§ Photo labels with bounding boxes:

========================

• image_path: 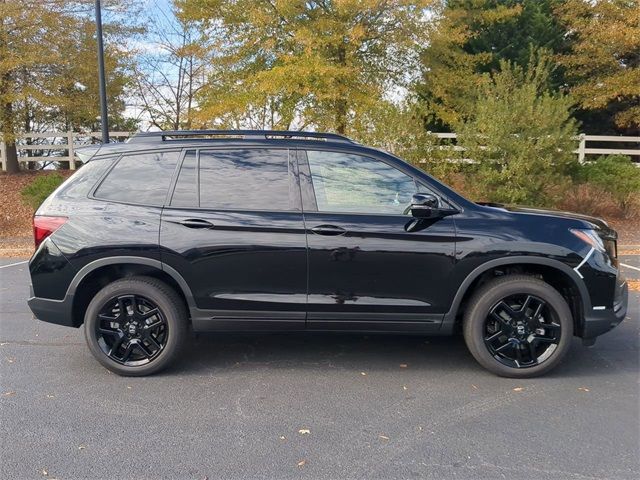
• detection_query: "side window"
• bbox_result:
[171,150,198,207]
[307,150,416,215]
[57,158,115,200]
[95,152,180,206]
[198,149,291,210]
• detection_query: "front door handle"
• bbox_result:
[179,218,213,228]
[311,225,347,236]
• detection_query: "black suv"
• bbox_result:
[29,131,628,377]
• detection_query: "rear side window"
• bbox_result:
[95,152,180,206]
[171,149,293,210]
[56,158,115,200]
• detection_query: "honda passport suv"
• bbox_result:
[29,131,628,378]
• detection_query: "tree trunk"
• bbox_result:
[4,142,20,173]
[0,98,20,173]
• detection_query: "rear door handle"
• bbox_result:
[178,218,213,228]
[311,225,347,236]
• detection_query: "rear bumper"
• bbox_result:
[27,287,75,327]
[582,276,629,339]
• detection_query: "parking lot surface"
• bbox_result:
[0,256,640,480]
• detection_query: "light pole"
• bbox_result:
[96,0,109,143]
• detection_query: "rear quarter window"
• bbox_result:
[94,151,180,206]
[55,157,115,200]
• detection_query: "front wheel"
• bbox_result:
[84,277,187,376]
[463,275,573,378]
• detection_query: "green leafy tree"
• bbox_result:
[176,0,432,133]
[557,0,640,134]
[416,0,566,130]
[459,55,577,205]
[580,155,640,215]
[0,0,135,172]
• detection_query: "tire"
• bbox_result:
[463,275,573,378]
[84,277,188,376]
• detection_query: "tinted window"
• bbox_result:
[95,152,180,205]
[57,158,115,200]
[307,150,416,214]
[171,150,198,207]
[199,149,290,210]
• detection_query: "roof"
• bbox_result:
[76,130,360,162]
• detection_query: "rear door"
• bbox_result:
[160,147,307,330]
[298,150,456,332]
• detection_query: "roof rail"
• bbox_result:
[129,130,355,143]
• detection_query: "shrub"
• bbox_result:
[579,155,640,216]
[557,183,624,218]
[459,54,577,206]
[20,173,64,210]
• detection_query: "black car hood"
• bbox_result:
[476,202,616,237]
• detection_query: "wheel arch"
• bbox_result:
[66,256,195,327]
[441,256,591,334]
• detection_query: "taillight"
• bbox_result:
[33,215,67,248]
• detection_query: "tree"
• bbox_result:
[176,0,432,133]
[557,0,640,134]
[0,0,136,172]
[458,55,577,205]
[135,4,208,130]
[416,0,566,130]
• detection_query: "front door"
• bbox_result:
[298,150,455,333]
[160,148,307,330]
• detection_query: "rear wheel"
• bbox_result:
[84,277,187,376]
[463,275,573,378]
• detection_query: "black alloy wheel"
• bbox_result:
[96,295,169,367]
[84,276,189,376]
[462,274,573,378]
[484,295,562,368]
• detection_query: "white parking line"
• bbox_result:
[620,263,640,272]
[0,260,29,268]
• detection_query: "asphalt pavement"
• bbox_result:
[0,256,640,480]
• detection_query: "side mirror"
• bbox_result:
[406,193,458,219]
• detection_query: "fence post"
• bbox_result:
[578,133,587,164]
[0,140,7,172]
[67,131,76,170]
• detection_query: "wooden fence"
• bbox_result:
[430,132,640,167]
[0,132,640,171]
[0,132,132,171]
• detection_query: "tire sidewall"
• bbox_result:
[464,279,573,378]
[84,279,185,376]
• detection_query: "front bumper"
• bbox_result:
[582,276,629,340]
[27,286,77,327]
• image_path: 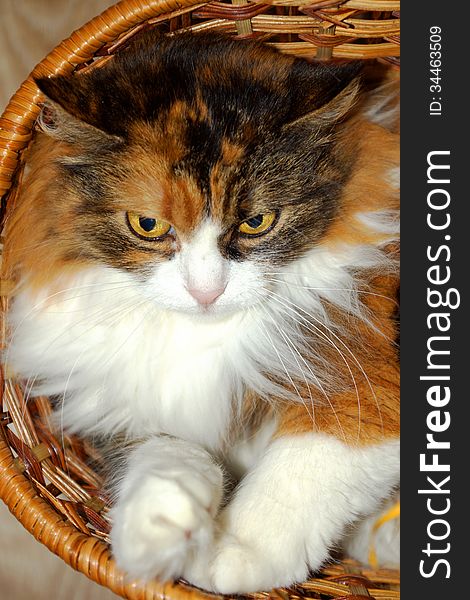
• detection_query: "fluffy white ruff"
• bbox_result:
[5,213,395,448]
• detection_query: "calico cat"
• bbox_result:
[4,31,399,593]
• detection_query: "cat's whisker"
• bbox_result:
[258,302,321,426]
[253,312,304,410]
[266,292,383,440]
[264,271,398,306]
[2,282,140,364]
[262,292,365,438]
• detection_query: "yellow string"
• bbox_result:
[369,501,400,569]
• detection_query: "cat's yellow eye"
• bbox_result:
[238,213,277,236]
[127,212,171,240]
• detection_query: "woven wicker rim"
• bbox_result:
[0,0,399,600]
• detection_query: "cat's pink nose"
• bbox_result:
[188,285,226,306]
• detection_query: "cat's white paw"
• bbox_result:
[210,540,308,594]
[111,469,222,580]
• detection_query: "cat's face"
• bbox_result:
[16,33,362,315]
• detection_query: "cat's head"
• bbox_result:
[8,31,396,314]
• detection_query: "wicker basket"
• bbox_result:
[0,0,399,600]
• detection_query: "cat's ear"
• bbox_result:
[36,75,121,147]
[290,61,364,126]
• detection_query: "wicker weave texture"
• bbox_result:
[0,0,400,600]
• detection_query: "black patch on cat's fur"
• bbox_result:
[37,30,362,269]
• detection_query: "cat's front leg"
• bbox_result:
[186,433,399,593]
[111,437,223,579]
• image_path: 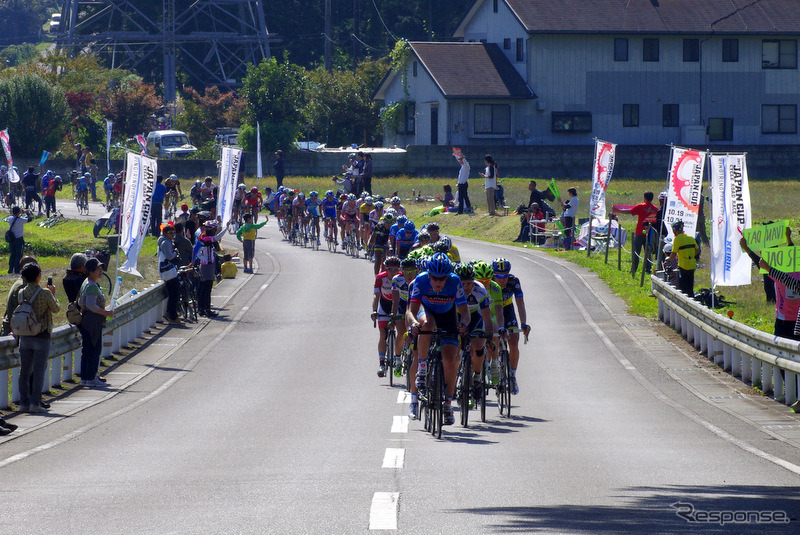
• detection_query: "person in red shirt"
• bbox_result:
[614,191,658,277]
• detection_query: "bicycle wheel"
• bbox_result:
[384,326,395,386]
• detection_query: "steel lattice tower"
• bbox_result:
[58,0,270,102]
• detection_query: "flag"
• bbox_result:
[256,122,264,179]
[664,147,706,237]
[217,147,242,227]
[119,152,158,277]
[589,139,617,219]
[709,154,752,286]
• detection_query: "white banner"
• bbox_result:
[256,122,264,180]
[664,147,706,237]
[119,152,158,277]
[589,139,617,219]
[709,154,752,286]
[217,147,242,227]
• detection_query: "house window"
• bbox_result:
[722,39,739,63]
[661,104,680,128]
[622,104,639,127]
[761,39,797,69]
[475,104,511,134]
[397,102,417,135]
[683,39,700,63]
[708,119,733,141]
[761,104,797,134]
[614,37,628,61]
[642,37,658,61]
[550,111,592,133]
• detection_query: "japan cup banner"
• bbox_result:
[119,152,158,277]
[217,147,242,227]
[664,147,706,237]
[589,140,617,219]
[709,154,752,286]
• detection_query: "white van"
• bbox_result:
[147,130,197,158]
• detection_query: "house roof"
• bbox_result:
[455,0,800,37]
[409,42,536,98]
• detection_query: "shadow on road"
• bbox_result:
[449,485,800,534]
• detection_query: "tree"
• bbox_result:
[0,73,69,157]
[239,57,306,150]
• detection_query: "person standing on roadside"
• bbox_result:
[456,154,472,215]
[8,206,31,273]
[78,258,114,388]
[481,154,499,215]
[272,150,286,188]
[18,262,60,413]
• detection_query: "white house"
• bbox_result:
[374,0,800,145]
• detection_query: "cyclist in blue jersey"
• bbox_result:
[406,253,469,425]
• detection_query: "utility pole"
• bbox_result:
[325,0,333,72]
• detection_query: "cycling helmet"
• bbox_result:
[472,260,494,280]
[453,262,475,280]
[428,253,453,277]
[492,258,511,273]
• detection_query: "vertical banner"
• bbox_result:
[664,147,706,236]
[119,152,158,277]
[217,147,242,227]
[589,139,617,219]
[256,122,264,180]
[106,119,114,173]
[709,154,752,286]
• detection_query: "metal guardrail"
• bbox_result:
[650,276,800,405]
[0,282,166,408]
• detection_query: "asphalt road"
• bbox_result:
[0,223,800,534]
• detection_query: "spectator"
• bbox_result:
[78,258,114,388]
[0,256,36,336]
[18,262,59,413]
[272,150,286,188]
[672,221,700,298]
[558,188,579,251]
[8,206,32,273]
[481,154,499,215]
[456,155,472,214]
[172,223,193,268]
[614,191,658,277]
[158,225,183,325]
[61,253,86,303]
[150,175,167,238]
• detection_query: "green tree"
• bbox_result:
[239,57,306,150]
[0,73,69,157]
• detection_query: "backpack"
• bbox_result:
[9,288,44,336]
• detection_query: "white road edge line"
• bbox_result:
[369,492,400,529]
[523,257,800,475]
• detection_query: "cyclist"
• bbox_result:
[189,180,203,206]
[306,190,322,245]
[370,256,400,377]
[321,190,340,246]
[406,253,469,425]
[367,212,394,275]
[492,258,531,395]
[453,263,495,402]
[244,186,269,223]
[394,219,417,259]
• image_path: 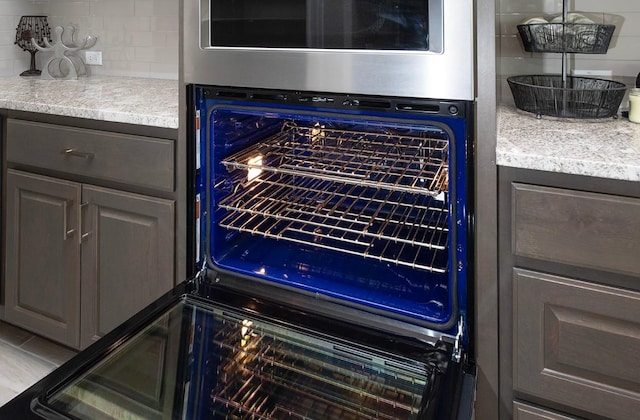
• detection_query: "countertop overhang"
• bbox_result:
[496,105,640,181]
[0,76,179,129]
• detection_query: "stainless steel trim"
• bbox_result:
[183,0,474,100]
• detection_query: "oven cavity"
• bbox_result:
[218,122,449,273]
[202,99,457,323]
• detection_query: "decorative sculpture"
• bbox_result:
[32,26,98,80]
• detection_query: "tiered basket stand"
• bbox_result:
[507,0,626,118]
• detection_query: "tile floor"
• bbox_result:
[0,321,75,406]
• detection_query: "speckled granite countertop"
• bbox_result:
[496,105,640,181]
[0,76,179,128]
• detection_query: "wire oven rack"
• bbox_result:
[211,316,428,419]
[218,125,449,273]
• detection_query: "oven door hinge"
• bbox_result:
[193,261,207,294]
[451,315,464,363]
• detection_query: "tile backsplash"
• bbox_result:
[496,0,640,102]
[0,0,179,79]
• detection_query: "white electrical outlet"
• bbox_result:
[84,51,102,66]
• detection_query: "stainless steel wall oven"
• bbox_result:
[184,0,474,100]
[0,0,475,419]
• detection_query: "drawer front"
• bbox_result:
[513,269,640,419]
[513,402,574,420]
[512,183,640,276]
[7,119,175,191]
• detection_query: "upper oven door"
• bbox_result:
[183,0,474,100]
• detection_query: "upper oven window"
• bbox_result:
[207,0,430,51]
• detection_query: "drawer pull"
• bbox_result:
[60,149,95,160]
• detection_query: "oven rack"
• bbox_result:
[218,172,449,273]
[211,323,425,419]
[222,123,448,196]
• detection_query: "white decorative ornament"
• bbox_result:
[32,26,98,80]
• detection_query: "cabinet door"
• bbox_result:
[5,169,81,347]
[81,185,175,348]
[513,268,640,419]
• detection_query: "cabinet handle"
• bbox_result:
[62,200,76,241]
[78,203,91,245]
[60,149,96,160]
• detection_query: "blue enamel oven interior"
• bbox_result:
[196,90,467,331]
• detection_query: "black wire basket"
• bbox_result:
[507,75,627,118]
[517,23,616,54]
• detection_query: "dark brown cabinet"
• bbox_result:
[4,119,176,349]
[499,168,640,419]
[4,170,81,347]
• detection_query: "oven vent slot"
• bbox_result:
[396,102,440,114]
[345,98,391,109]
[215,90,247,99]
[251,93,288,102]
[218,125,449,273]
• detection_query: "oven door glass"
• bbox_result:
[210,0,432,51]
[35,297,456,420]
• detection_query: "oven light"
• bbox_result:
[247,155,262,181]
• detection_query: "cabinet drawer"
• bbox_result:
[512,183,640,276]
[7,119,175,191]
[513,269,640,419]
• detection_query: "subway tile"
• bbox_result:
[134,0,154,16]
[89,0,135,17]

========================

§ Task objective: Copy the lines from the first one up to and including the line with "[29,131,628,377]", replacing "black suv" with "dark sport utility vehicle" and leaving everything else as is. Omit the pictures from your answer.

§ Result of this task:
• image_path: 
• detection_query: "side window"
• bbox_result:
[171,150,198,207]
[307,150,416,215]
[57,158,115,200]
[95,152,180,206]
[198,149,291,210]
• detection_query: "front door handle"
• bbox_result:
[179,218,213,228]
[311,225,347,236]
• detection_query: "dark sport utility vehicle"
• bbox_result:
[29,131,628,377]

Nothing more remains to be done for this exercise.